Rows from a box labeling dataset
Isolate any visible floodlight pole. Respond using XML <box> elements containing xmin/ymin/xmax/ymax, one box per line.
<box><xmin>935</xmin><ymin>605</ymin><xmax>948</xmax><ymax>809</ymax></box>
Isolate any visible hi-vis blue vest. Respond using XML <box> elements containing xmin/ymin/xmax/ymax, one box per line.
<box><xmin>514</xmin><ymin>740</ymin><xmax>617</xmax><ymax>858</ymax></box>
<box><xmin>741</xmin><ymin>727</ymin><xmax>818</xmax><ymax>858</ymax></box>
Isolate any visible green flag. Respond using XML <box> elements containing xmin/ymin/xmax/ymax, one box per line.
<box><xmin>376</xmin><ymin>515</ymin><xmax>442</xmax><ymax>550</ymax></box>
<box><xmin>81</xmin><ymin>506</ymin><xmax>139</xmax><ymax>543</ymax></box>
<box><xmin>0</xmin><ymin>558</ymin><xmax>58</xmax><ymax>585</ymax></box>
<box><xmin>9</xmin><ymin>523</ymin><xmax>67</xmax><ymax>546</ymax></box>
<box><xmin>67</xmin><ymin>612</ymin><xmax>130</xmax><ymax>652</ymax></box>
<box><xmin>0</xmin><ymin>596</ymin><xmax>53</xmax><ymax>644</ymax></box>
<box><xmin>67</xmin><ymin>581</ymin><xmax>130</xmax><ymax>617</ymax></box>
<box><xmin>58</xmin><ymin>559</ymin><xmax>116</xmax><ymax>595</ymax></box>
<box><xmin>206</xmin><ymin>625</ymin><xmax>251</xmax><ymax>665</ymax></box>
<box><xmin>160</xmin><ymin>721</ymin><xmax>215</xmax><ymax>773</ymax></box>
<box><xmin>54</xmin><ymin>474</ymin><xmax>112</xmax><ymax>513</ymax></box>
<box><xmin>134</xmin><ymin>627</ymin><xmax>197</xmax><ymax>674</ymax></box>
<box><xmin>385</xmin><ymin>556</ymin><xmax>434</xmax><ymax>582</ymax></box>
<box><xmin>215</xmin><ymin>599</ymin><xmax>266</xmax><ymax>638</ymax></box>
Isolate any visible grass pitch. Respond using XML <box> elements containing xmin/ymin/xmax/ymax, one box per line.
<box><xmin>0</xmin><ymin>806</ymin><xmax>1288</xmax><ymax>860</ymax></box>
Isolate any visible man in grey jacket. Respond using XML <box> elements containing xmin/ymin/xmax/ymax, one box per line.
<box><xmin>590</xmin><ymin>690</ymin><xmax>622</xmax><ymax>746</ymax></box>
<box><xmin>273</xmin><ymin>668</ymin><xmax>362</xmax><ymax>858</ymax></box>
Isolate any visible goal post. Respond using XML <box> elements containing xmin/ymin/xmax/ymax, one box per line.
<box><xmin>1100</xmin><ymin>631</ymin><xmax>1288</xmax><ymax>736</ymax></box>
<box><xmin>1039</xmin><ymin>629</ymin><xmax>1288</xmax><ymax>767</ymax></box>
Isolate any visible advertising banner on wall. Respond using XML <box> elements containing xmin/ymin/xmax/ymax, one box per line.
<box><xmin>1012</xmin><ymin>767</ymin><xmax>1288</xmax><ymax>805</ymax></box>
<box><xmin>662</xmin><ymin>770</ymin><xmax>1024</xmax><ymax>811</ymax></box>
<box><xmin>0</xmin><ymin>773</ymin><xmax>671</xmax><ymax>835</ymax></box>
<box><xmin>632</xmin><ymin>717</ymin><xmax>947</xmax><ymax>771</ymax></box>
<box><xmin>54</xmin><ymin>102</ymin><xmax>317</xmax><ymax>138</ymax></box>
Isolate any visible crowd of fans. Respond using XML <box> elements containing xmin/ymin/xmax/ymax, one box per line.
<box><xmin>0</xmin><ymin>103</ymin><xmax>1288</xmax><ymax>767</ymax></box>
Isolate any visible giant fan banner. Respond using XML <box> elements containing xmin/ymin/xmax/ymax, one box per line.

◆ **Task instructions**
Count the lines of the records above that contain the string "banner". Give only the number.

◆ **Output of the task**
2